Source passage —
FDA Needs More Time to Evaluate Takeda’s New Diabetes Drug, Alogliptin
FDA Needs More Time to Evaluate Takeda’s New Diabetes Drug, Alogliptin

The Food and Drug Administration will need more time to evaluate Takeda Pharmaceuticals North America Inc.’s experimental diabetes drug alogliptin, delaying a potential blockbuster billion-dollar seller from reaching the market.

New safety guidelines of the FDA issued in December 2008 (Guidance for Industry: Diabetes Mellitus -- Evaluating Cardiovascular Risk in New Antidiabetic Therapies to Treat Type 2 Diabetes )suggest that alogliptin should be tested in additional clinical data in order to satisfy the agency’s review of the product before it can be sold as a treatment for diabetes.

The new guidelines follow reports that currently-available drugs may raise cardiovascular risks. In November 2007, Avandia, once a popular diabetes drug, received a black box warning because increased risk of heart attacks in diabetes patients. The drug increases the risk of heart attack by 40 percent, doubles the risk of heart failure and bone fractures and increases the risk of anemia and vision loss from macular edema.

Referring to the new diabetes drug alogliptin, the FDA doesn’t consider there is currently enough data to meet “certain statistical requirements in the new guidance. Takeda will continue to work closely with the FDA to discuss a protocol” for the necessary cardiovascular study of alogliptin, Takeda spokesman Matt Kuhn said.

Information shown —

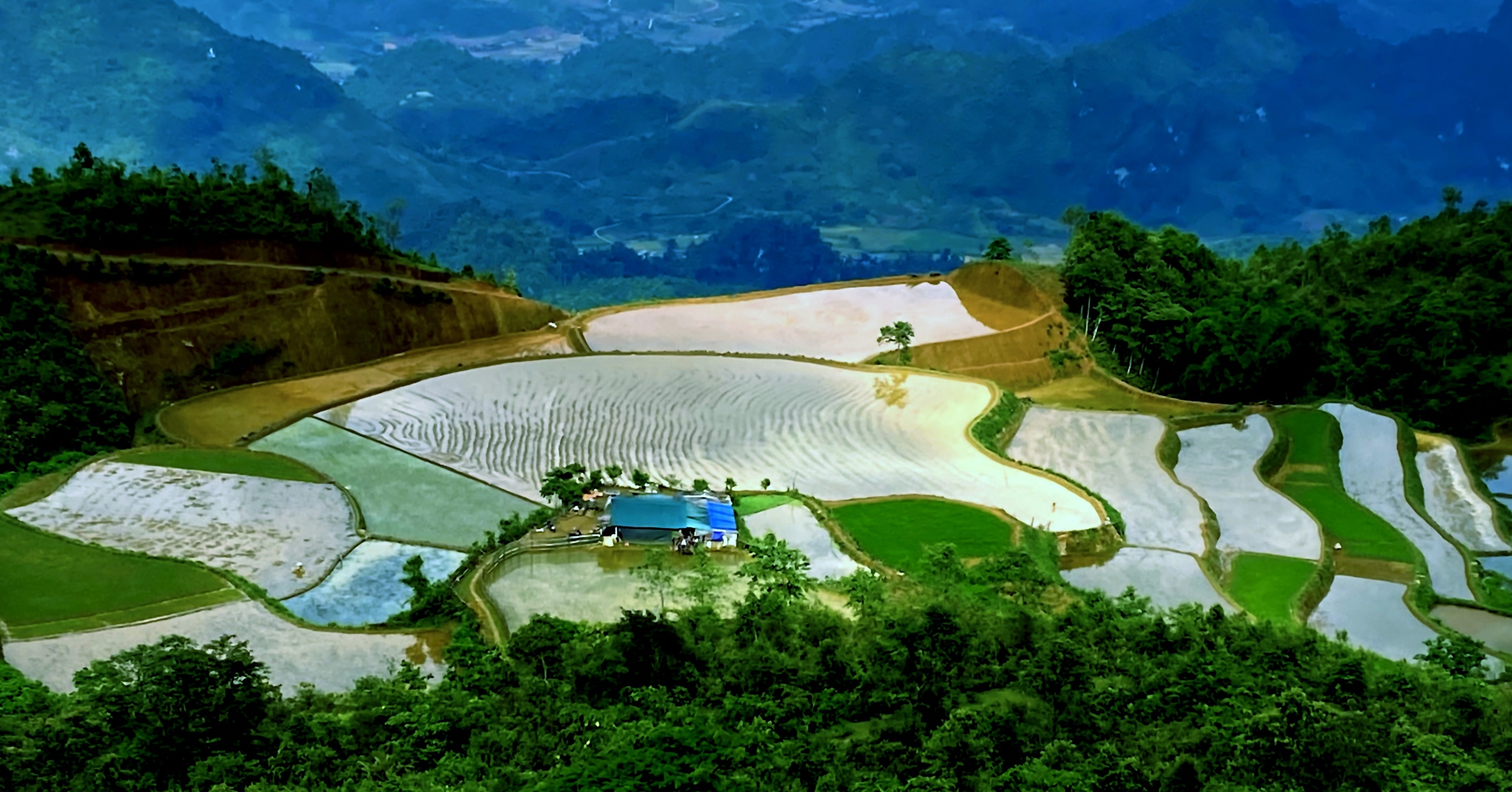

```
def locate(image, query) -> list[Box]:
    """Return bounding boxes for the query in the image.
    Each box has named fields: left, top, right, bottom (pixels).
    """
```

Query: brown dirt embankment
left=48, top=251, right=565, bottom=412
left=913, top=263, right=1081, bottom=389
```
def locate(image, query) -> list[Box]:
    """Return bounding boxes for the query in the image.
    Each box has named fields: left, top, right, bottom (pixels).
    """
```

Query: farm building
left=599, top=492, right=735, bottom=547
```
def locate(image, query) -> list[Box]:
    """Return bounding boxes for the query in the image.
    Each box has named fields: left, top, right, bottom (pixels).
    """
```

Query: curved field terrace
left=324, top=356, right=1102, bottom=530
left=1009, top=406, right=1205, bottom=553
left=1417, top=433, right=1512, bottom=553
left=5, top=600, right=440, bottom=695
left=9, top=461, right=361, bottom=598
left=1323, top=403, right=1474, bottom=600
left=584, top=283, right=996, bottom=363
left=1176, top=415, right=1323, bottom=559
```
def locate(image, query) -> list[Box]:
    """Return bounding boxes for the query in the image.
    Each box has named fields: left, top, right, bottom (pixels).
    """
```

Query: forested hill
left=0, top=542, right=1512, bottom=792
left=1063, top=189, right=1512, bottom=436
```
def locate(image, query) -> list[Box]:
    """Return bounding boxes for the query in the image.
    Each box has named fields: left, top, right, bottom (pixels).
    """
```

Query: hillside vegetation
left=1063, top=189, right=1512, bottom=436
left=0, top=542, right=1512, bottom=792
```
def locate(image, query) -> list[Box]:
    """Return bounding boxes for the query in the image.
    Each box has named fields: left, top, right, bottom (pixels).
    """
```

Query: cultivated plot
left=1308, top=574, right=1438, bottom=660
left=1176, top=415, right=1323, bottom=559
left=325, top=356, right=1101, bottom=530
left=284, top=539, right=467, bottom=627
left=1060, top=547, right=1234, bottom=610
left=1323, top=403, right=1474, bottom=600
left=5, top=600, right=440, bottom=695
left=584, top=283, right=996, bottom=363
left=1228, top=553, right=1317, bottom=621
left=1417, top=433, right=1512, bottom=551
left=0, top=515, right=242, bottom=639
left=251, top=418, right=538, bottom=548
left=835, top=497, right=1013, bottom=570
left=9, top=461, right=360, bottom=597
left=484, top=547, right=745, bottom=630
left=1009, top=406, right=1205, bottom=553
left=745, top=503, right=860, bottom=580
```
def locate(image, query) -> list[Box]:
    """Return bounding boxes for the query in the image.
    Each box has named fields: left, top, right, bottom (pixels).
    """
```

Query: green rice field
left=0, top=515, right=242, bottom=639
left=253, top=418, right=537, bottom=548
left=116, top=449, right=325, bottom=483
left=1272, top=409, right=1418, bottom=564
left=833, top=498, right=1013, bottom=570
left=1229, top=553, right=1317, bottom=621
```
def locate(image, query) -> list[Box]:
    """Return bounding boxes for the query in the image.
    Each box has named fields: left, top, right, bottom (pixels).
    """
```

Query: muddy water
left=485, top=547, right=747, bottom=630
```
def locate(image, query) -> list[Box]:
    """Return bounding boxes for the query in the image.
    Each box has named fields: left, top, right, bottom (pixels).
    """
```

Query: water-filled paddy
left=745, top=503, right=860, bottom=580
left=253, top=418, right=537, bottom=547
left=1060, top=547, right=1234, bottom=610
left=1308, top=574, right=1438, bottom=660
left=284, top=539, right=467, bottom=627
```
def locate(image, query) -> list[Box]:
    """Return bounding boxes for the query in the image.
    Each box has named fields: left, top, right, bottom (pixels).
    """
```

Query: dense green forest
left=0, top=544, right=1512, bottom=792
left=0, top=245, right=132, bottom=492
left=1063, top=188, right=1512, bottom=436
left=0, top=144, right=398, bottom=256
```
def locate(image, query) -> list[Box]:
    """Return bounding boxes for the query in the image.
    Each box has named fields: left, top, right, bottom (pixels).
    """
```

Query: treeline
left=0, top=544, right=1512, bottom=792
left=1063, top=189, right=1512, bottom=436
left=0, top=245, right=132, bottom=492
left=0, top=144, right=399, bottom=256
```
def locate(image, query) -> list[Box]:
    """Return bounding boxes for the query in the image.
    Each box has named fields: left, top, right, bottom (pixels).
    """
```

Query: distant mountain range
left=0, top=0, right=1512, bottom=256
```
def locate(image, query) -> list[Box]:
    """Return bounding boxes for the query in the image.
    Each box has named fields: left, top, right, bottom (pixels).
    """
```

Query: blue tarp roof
left=709, top=500, right=735, bottom=530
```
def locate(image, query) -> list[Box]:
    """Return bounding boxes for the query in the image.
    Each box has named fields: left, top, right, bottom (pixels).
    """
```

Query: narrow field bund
left=745, top=503, right=862, bottom=580
left=9, top=461, right=361, bottom=598
left=322, top=356, right=1102, bottom=530
left=1270, top=408, right=1417, bottom=565
left=835, top=497, right=1015, bottom=571
left=1321, top=403, right=1476, bottom=601
left=0, top=515, right=242, bottom=639
left=584, top=283, right=996, bottom=363
left=283, top=539, right=467, bottom=627
left=251, top=418, right=538, bottom=548
left=1175, top=415, right=1323, bottom=561
left=1060, top=547, right=1235, bottom=610
left=1308, top=574, right=1438, bottom=660
left=5, top=600, right=442, bottom=695
left=1228, top=553, right=1317, bottom=623
left=1415, top=433, right=1512, bottom=553
left=1007, top=406, right=1207, bottom=553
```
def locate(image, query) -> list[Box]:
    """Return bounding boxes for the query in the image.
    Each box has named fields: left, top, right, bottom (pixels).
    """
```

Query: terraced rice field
left=745, top=503, right=860, bottom=580
left=1430, top=604, right=1512, bottom=654
left=584, top=283, right=995, bottom=363
left=113, top=449, right=327, bottom=483
left=1272, top=409, right=1417, bottom=564
left=0, top=515, right=242, bottom=639
left=251, top=418, right=538, bottom=548
left=1228, top=553, right=1317, bottom=621
left=1323, top=403, right=1474, bottom=600
left=1060, top=547, right=1234, bottom=610
left=5, top=600, right=440, bottom=695
left=1009, top=406, right=1205, bottom=553
left=1176, top=415, right=1323, bottom=559
left=284, top=539, right=467, bottom=627
left=9, top=461, right=360, bottom=598
left=322, top=356, right=1102, bottom=530
left=1308, top=574, right=1438, bottom=660
left=835, top=498, right=1013, bottom=570
left=484, top=547, right=745, bottom=630
left=1417, top=433, right=1512, bottom=551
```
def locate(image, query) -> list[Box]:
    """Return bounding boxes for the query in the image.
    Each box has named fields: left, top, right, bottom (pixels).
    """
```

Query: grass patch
left=1272, top=409, right=1418, bottom=564
left=0, top=515, right=240, bottom=635
left=253, top=418, right=540, bottom=550
left=735, top=494, right=798, bottom=517
left=116, top=449, right=325, bottom=483
left=830, top=498, right=1013, bottom=571
left=1229, top=553, right=1317, bottom=621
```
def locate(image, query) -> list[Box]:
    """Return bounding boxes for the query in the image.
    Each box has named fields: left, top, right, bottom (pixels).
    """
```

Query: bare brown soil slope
left=913, top=263, right=1081, bottom=389
left=50, top=247, right=565, bottom=412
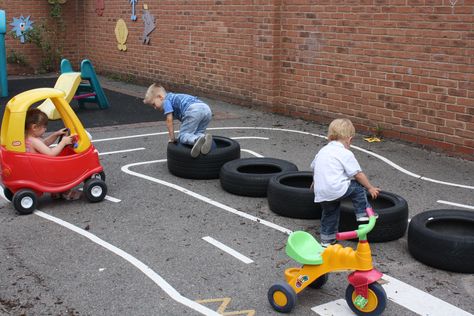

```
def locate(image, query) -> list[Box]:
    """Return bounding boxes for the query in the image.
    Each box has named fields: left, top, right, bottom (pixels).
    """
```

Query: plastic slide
left=38, top=72, right=81, bottom=120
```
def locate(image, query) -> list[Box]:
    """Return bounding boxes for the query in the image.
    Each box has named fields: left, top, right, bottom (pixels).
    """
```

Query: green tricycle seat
left=286, top=231, right=324, bottom=265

Your tasks —
**a.** Shorten the paragraph of the alogliptin article that begins "The new guidelines follow reports," keeping its main facts.
**b.** Reproduce the alogliptin article word for word from "Referring to the" to "Matt Kuhn said.".
The data has no connection to the article.

Completed exercise —
**a.** The guidelines came after reports that existing diabetes drugs may raise cardiovascular risk. Avandia, once popular, got a black box warning in November 2007 over higher heart attack risk. It raises heart attack risk by 40 percent, doubles the risk of heart failure and bone fractures, and increases the risk of anemia and of vision loss from macular edema.

**b.**
Referring to the new diabetes drug alogliptin, the FDA doesn’t consider there is currently enough data to meet “certain statistical requirements in the new guidance. Takeda will continue to work closely with the FDA to discuss a protocol” for the necessary cardiovascular study of alogliptin, Takeda spokesman Matt Kuhn said.